#### ТЕКСТ ДЛЯ ИЗУЧЕНИЯ
Дамы и господа! Вопросом дня в хирургии в течение последнего десятилетия был вопрос о лечении ран. Ему посвящены были исторические изыскания, опытные исследования и клинические наблюдения. При таком многостороннем изучении вопрос о лечении ран выдвинулся на первый план и в настоящем своем виде представляет фокус, в котором отражаются идеи современной патологии и то строго научное направление, которому хирургия обязана своими огромными успехами. Я не опасаюсь, что слишком утомлю ваше внимание, предпослав исторический очерк лечения ран; в этом очерке мы станем на ту точку отправления, которая раскроет нам непрерывную последовательность мыслей, путем которых подготовлена была почва для противогнилостного лечения ран, составляющего эпоху в развитии хирургии.

#### ИСХОДНЫЕ ДАННЫЕ
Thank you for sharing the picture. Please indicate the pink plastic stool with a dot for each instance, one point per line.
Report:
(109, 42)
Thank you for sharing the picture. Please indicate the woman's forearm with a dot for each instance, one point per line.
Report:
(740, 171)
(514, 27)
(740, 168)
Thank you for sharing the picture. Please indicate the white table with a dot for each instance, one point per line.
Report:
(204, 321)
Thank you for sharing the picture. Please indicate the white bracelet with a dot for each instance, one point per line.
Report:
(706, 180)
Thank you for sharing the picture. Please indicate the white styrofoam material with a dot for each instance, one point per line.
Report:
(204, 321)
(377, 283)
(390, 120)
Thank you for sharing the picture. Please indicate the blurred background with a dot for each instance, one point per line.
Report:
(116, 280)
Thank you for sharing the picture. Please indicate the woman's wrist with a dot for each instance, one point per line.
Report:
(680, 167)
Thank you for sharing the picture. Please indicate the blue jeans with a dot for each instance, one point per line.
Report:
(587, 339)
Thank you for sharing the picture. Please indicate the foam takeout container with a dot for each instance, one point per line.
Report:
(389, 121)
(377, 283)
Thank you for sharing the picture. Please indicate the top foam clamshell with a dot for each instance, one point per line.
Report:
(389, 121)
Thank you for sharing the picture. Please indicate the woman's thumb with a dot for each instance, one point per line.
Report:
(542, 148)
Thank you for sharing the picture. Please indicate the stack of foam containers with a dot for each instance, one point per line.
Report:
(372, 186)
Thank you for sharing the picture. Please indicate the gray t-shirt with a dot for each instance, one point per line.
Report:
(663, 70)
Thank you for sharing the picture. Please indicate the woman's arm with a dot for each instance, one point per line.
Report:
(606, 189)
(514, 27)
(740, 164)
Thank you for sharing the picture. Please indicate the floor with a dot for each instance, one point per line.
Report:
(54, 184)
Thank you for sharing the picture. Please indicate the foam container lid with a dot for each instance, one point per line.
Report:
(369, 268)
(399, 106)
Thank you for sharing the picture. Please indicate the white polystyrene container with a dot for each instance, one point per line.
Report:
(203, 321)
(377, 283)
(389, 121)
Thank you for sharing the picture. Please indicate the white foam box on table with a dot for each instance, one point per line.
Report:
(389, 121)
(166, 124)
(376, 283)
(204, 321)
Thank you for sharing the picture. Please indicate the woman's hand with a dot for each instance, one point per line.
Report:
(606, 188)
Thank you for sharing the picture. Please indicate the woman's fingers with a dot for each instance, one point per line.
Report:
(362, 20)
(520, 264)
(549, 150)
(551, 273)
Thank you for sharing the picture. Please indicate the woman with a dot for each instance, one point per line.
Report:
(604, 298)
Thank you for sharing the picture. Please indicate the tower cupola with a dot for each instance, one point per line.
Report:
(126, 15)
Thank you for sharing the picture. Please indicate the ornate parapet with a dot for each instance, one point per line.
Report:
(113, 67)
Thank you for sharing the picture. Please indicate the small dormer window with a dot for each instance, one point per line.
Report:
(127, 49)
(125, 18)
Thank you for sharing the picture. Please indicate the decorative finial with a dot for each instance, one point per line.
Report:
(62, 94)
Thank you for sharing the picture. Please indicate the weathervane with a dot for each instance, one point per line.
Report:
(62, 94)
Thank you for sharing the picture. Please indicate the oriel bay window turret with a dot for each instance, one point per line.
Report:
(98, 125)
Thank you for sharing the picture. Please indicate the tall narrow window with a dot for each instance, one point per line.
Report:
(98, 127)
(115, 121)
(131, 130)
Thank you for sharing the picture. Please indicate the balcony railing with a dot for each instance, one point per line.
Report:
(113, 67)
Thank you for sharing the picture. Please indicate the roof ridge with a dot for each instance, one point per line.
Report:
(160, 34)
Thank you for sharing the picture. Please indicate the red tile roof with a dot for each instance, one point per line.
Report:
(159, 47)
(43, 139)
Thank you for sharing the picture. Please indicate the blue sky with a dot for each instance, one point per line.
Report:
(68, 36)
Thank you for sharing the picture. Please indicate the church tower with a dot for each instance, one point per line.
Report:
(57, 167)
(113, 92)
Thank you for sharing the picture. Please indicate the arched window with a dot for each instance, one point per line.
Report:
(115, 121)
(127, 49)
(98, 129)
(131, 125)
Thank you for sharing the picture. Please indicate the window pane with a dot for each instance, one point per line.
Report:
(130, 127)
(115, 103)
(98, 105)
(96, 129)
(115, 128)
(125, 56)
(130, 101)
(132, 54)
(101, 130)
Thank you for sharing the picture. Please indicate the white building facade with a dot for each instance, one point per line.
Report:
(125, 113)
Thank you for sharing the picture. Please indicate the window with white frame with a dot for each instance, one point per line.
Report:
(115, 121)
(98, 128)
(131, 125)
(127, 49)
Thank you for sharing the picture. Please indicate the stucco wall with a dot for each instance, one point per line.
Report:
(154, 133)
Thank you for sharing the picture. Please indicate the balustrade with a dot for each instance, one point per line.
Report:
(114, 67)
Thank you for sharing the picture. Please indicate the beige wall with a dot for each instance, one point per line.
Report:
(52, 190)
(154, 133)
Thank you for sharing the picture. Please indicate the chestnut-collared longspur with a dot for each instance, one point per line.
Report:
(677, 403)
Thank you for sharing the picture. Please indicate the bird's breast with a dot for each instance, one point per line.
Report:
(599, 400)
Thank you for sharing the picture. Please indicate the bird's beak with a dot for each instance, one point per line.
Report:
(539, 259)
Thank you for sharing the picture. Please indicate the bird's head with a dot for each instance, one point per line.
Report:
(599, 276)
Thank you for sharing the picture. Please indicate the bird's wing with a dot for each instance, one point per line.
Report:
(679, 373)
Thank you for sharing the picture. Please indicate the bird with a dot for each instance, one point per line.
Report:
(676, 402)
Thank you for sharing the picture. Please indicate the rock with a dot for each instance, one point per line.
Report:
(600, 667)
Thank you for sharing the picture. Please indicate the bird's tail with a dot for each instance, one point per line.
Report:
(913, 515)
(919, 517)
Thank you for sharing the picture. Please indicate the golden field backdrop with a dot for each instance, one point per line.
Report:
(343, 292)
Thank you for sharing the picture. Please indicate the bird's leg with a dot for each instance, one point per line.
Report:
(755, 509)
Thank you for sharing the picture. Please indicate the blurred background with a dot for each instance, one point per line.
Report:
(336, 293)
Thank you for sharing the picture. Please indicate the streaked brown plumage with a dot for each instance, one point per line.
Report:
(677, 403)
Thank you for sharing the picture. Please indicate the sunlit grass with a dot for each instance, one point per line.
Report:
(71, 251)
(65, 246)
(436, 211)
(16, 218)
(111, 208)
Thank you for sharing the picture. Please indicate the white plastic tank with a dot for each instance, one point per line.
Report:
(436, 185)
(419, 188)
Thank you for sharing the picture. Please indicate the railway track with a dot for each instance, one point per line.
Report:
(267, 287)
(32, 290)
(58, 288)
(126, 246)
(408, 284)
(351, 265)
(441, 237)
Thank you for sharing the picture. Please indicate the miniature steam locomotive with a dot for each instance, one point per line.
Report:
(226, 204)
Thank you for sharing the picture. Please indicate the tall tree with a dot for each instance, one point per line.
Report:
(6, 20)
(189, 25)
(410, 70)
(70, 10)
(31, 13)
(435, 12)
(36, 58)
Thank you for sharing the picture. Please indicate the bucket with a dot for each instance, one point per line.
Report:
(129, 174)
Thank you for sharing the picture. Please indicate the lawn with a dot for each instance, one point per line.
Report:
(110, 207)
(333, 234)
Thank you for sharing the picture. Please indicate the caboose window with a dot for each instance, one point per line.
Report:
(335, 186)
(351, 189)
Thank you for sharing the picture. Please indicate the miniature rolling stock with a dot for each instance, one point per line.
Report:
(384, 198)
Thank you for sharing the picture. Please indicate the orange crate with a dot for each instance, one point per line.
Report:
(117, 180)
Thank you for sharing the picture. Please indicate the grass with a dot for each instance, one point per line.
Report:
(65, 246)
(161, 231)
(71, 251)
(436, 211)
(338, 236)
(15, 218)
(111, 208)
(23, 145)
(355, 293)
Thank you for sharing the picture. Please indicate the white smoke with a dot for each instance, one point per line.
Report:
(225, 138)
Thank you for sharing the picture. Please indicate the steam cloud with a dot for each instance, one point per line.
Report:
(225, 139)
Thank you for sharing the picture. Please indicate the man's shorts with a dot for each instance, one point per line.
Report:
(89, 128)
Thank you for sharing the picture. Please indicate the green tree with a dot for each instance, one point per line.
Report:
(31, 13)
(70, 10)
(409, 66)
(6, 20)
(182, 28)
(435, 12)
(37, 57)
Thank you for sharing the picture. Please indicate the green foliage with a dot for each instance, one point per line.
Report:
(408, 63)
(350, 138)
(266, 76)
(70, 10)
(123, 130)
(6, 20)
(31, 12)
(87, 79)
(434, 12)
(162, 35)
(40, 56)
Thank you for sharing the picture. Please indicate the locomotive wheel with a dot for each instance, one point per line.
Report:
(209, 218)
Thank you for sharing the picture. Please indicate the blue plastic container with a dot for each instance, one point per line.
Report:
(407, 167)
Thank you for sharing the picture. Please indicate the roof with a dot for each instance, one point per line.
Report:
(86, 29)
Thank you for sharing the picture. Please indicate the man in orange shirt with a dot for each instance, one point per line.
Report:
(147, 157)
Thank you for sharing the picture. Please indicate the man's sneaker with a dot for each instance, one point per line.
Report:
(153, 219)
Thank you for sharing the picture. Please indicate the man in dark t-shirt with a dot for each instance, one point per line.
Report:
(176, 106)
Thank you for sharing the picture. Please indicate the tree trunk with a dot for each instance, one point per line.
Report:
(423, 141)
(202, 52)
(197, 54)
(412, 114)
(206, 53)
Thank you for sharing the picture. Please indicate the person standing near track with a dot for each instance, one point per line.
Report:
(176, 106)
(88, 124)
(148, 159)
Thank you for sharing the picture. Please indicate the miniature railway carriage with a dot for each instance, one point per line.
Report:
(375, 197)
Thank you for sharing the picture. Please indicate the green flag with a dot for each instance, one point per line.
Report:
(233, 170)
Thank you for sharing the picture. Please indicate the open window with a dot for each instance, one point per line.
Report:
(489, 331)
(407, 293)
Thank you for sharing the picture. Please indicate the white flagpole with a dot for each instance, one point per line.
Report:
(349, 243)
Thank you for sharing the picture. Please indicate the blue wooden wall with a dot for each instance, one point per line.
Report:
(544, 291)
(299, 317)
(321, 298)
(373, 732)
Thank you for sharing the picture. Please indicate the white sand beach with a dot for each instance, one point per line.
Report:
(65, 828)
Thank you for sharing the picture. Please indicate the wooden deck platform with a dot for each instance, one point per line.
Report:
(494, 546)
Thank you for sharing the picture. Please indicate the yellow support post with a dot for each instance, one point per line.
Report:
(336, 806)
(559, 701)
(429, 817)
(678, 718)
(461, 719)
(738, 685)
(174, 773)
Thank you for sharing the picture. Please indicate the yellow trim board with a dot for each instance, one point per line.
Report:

#### ЗАДАНИЕ К ВЫПОЛНЕНИЮ
Продолжите текст о лечении ран, начав сразу после его последнего предложения.

#### ОТВЕТ НА ЗАДАНИЕ
В древнейшие времена эмпиризм играл существенную роль в медицине и в лечении ран. Всевозможные средства, между которыми многие поражали своею незатейливостью, употреблялись для заживления ран; большинство из них перешло в сборники народных средств и сделалось достоянием знахарей и нашего времени. В лекарственных средствах искали той целебной силы, которая должна была заживлять раны; подобное представление совершенно естественно для того отдаленного времени, когда все непонятное представлялось чем-то чудесным и таинственным; тогда как в то же время применялись уже такие чисто хирургические приемы, целесообразность которых вызывает наше удивление и остается до сих пор незыблемой; возьмем для примера разрез свища, прободение черепа (trepanatio), прободение грудной клетки и некоторые другие операции. Те осложнения ран, которые составляют бичи наших хирургических отделений (рожа, воспаление клетчатки и др.), были известны древним врачам; только причины их они объясняли ядовитостью ран или ядовитыми свойствами их отделений. Ввиду таких соображений для лечения ран придумывались сложные мази и лекарственные жидкости, в состав которых входили разные бальзамы, смолы, вино (спирт), металлические соли, предназначавшиеся для уничтожения предположенной ядовитости их; с этой же целью употреблялось позднее выжигание огнестрельных ран раскаленным железом или кипящим маслом.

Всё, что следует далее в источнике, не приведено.